**** Given passage

1
votes

I use MS Office 2013 and Windows 7 in a networked environment.

I have an auto-open Excel VBA program that sends files via Outlook and is scheduled via Task Scheduler.

This ran when I was on MS Office 2010, but my computer was wiped and reinstalled with MS 2013.

Some key points:

  1. The Excel files all work when I run them directly and the emails get sent via Outlook.

  2. Task Scheduler works when I use the setting "Run only when user is logged on" and emails get sent via Outlook.

  3. Task Scheduler works with the other parts of the Excel VBA when it runs as "Run whether user is logged on or not," but does not successfully send Outlook files. I know this because I included a line to save a file in a particular directory and it did save it there. I also saw Excel in the Task Manager processes. So it runs, but does not send the Outlook email.

********
**** Entries supplied

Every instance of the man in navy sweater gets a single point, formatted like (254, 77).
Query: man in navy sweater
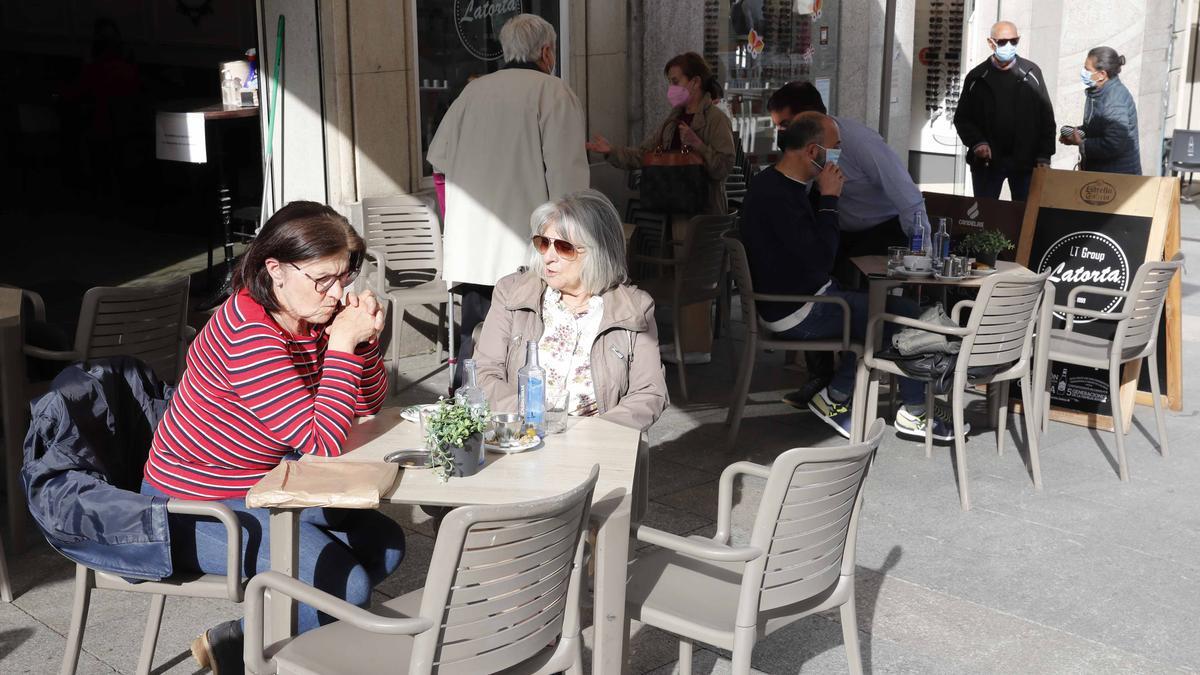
(790, 231)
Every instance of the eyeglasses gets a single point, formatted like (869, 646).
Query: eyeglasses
(322, 285)
(564, 249)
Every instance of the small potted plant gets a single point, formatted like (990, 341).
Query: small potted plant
(454, 434)
(985, 245)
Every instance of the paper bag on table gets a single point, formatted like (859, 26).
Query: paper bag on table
(340, 484)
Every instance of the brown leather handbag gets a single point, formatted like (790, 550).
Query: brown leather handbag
(673, 180)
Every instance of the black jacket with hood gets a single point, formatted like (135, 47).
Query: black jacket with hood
(1031, 117)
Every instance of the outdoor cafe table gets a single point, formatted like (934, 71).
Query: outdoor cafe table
(876, 269)
(563, 461)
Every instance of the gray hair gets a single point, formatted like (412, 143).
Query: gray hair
(1108, 60)
(588, 220)
(523, 36)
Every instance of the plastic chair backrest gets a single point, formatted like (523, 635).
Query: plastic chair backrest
(1147, 293)
(741, 267)
(807, 525)
(406, 230)
(703, 252)
(503, 583)
(147, 322)
(1002, 320)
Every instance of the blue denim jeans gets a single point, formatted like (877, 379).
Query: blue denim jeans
(346, 553)
(825, 323)
(988, 180)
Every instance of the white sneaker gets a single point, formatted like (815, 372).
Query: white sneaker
(666, 353)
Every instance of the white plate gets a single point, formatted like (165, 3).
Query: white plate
(523, 446)
(911, 274)
(412, 413)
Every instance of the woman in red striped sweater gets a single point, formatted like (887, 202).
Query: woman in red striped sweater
(283, 366)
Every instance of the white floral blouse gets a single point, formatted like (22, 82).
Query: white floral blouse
(564, 352)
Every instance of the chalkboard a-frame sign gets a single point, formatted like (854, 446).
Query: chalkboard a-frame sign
(1096, 230)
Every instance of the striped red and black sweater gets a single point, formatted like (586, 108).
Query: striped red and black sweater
(251, 394)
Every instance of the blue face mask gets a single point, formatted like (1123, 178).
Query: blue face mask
(1086, 78)
(832, 156)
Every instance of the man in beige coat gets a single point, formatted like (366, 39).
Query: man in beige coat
(511, 141)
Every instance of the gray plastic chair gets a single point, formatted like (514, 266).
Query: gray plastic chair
(759, 338)
(403, 238)
(502, 596)
(1135, 338)
(144, 321)
(185, 585)
(697, 268)
(799, 559)
(5, 584)
(997, 344)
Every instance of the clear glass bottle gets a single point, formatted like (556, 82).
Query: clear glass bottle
(469, 394)
(532, 389)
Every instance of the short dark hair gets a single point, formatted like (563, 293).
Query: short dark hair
(807, 129)
(799, 96)
(694, 65)
(299, 232)
(1108, 60)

********

Exercise task:
Does each statement below agree with the passage on Task Scheduler and Outlook? For each one, answer yes or no and quote the words of the passage that decide it.
1. The auto-open Excel VBA program ran under MS Office 2010.
2. With the setting "Run whether user is logged on or not," the emails are sent through Outlook.
3. Excel did not appear among the Task Manager processes.

Complete output:
1. Yes: "This ran when I was on MS Office 2010"
2. No: "but does not successfully send Outlook files"
3. No: "I also saw Excel in the Task Manager processes."